• _PROMPT 1_
Reproduce the stretch of the marketing blog post from "As God is my" through "or the here-and-now.".
• _PROMPT 2_
In the marketing blog post's paragraph that begins "Well, of course they are," find each capitalized discipline set against plain selling and list them.

━━━ PROVIDED TEXT ━━━

Saturday, August 28, 2010

The Needle And The Damage Done

It’s sacrilegious to say this in the context of a marketing blog, but I’m 99 percent sure we marketers spend way too much time reading about marketing and way too little time actually marketing.

With that said, I can’t say what is the right amount of time to spend marketing. Some of the marketers I’ve known were actually better off when the reading-about-marketing /marketing mix was 90/10. And their clients were way ahead.

Still, the lure of the next great marketing article draws us in ever deeper, and what are we rewarded with? Another excursion into the lands of Morpheus disguised as an examination of pay-per-click metrics. A series of jolly anecdotes on how the Old Spice Man is transforming modern marketing, on the back of a horse. An interview with the developer of the Preparation H mobile app. The back of Seth Godin’s head. And a little story I ran across on how marketers are confusing marketing via social media with Social-Media Marketing.

Well, of course they are. I haven’t met a marketer who doesn’t sometimes mistake the sandbox for the sand castle. Before there were social media, people were mistaking selling on the Web with Web Marketing. Before that it was selling through the mail versus Direct-Mail Marketing. Selling using TV versus TV Advertising. And the grandpappy of them all, selling versus Advertising.

As God is my witness, I love the Jordan Playboy ad. “Somewhere west of Laramie” et cetera, like to send a chill down my spine. But do you know how long the Jordan Playboy lasted after that ad appeared? Two years. Fewer than 100 Playboys were sold.

The greatest ad of all time, and it couldn’t sell 100 units of anything. Because it wasn’t written to sell.

Say you get it. Please say you get it. It’s the difference between the tool and the job, the accordion and the polka, the needle and the damage done, and today’s marketers have more glittering needles than ever at their disposal. Anyone who’s surprised at the unprecedentedly high level of infatuation with the type font at the expense of the letter has not been paying attention to history or the here-and-now.

The article cited Snakes on a Plane as proof, but I can think of a score of others. Skittles’ abortive abandonment of its Web site for Twitter and Facebook. The Old Spice Guy. The “pants on the ground” dude. More embarrassing branded Facebook pages than there are Republicans in Utah. More embarrassing branded Facebook pages than there are embarrassing Republicans in Utah. And yes, even the Subservient Chicken.

━━━ ENTRIES SUPPLIED ━━━

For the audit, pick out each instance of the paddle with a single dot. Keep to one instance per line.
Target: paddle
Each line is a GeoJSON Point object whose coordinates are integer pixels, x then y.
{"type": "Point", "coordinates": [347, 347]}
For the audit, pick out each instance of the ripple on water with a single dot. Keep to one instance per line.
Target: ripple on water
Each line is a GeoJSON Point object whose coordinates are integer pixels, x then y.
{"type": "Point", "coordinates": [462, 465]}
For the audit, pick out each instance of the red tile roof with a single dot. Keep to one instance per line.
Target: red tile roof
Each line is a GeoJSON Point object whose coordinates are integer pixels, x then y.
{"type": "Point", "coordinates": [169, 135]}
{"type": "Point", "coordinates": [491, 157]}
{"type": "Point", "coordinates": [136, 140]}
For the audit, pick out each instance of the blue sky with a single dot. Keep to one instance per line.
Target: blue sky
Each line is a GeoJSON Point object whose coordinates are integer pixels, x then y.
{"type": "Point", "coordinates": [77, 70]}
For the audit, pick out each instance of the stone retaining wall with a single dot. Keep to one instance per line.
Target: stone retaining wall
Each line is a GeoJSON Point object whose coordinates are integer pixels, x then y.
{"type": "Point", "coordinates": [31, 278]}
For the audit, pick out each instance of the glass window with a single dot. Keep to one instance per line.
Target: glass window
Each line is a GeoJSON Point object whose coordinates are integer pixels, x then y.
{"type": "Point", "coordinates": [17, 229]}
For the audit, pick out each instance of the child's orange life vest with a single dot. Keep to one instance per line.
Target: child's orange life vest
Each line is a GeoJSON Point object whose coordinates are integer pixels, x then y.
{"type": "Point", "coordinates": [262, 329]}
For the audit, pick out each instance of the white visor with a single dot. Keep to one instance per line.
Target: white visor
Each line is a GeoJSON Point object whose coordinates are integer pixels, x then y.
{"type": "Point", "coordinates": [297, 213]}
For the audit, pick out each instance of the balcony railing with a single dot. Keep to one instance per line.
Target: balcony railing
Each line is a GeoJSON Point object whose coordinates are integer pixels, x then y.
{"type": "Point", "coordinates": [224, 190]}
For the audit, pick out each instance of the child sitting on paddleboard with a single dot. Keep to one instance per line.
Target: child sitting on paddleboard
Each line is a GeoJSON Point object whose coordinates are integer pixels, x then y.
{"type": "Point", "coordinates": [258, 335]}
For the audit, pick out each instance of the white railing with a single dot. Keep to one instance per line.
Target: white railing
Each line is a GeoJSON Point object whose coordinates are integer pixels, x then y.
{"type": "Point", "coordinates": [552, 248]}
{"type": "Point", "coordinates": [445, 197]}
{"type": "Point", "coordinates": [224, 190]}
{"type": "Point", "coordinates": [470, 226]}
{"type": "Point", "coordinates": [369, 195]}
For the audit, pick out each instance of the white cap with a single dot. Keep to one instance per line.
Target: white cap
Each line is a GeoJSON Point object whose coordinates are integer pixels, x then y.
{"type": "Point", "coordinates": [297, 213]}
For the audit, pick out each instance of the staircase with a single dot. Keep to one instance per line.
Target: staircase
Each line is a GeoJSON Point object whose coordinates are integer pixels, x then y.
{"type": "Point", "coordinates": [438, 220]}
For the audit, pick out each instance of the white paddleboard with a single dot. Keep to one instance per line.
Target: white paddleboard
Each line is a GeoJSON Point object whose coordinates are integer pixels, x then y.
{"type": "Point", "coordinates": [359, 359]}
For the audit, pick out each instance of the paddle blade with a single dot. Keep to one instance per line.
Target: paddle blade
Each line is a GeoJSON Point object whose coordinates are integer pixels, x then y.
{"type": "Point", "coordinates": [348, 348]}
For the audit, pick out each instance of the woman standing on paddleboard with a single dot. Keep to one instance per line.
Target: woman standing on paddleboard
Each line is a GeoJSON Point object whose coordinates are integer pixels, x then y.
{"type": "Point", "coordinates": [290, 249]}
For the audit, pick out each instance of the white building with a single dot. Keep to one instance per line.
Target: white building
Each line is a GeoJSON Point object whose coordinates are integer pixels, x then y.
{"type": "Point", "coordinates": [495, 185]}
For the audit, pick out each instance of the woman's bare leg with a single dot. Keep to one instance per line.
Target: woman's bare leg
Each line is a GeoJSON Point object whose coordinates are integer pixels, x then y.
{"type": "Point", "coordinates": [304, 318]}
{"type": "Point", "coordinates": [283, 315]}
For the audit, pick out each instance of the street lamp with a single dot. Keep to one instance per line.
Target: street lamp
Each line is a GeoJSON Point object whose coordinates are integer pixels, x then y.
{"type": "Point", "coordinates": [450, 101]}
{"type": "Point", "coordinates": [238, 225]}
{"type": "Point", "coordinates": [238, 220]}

━━━

• _SOLUTION 1_
As God is my witness, I love the Jordan Playboy ad. “Somewhere west of Laramie” et cetera, like to send a chill down my spine. But do you know how long the Jordan Playboy lasted after that ad appeared? Two years. Fewer than 100 Playboys were sold.

The greatest ad of all time, and it couldn’t sell 100 units of anything. Because it wasn’t written to sell.

Say you get it. Please say you get it. It’s the difference between the tool and the job, the accordion and the polka, the needle and the damage done, and today’s marketers have more glittering needles than ever at their disposal. Anyone who’s surprised at the unprecedentedly high level of infatuation with the type font at the expense of the letter has not been paying attention to history or the here-and-now.

• _SOLUTION 2_
- Web Marketing
- Direct-Mail Marketing
- TV Advertising
- Advertising